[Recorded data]
□ □ □ □ □

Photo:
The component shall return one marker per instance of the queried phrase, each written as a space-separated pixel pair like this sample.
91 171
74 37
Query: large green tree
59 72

□ □ □ □ □

* _WORK TO DO_: Write out every item again in full, requests included, and increase each coordinate in the answers by 54. Leave all other numbers unchanged.

* _PROBLEM SOLUTION_:
Photo:
The component shall return one marker per instance of the queried phrase, each written as a space-separated pixel pair like this sample.
91 171
74 37
Query: large green tree
113 126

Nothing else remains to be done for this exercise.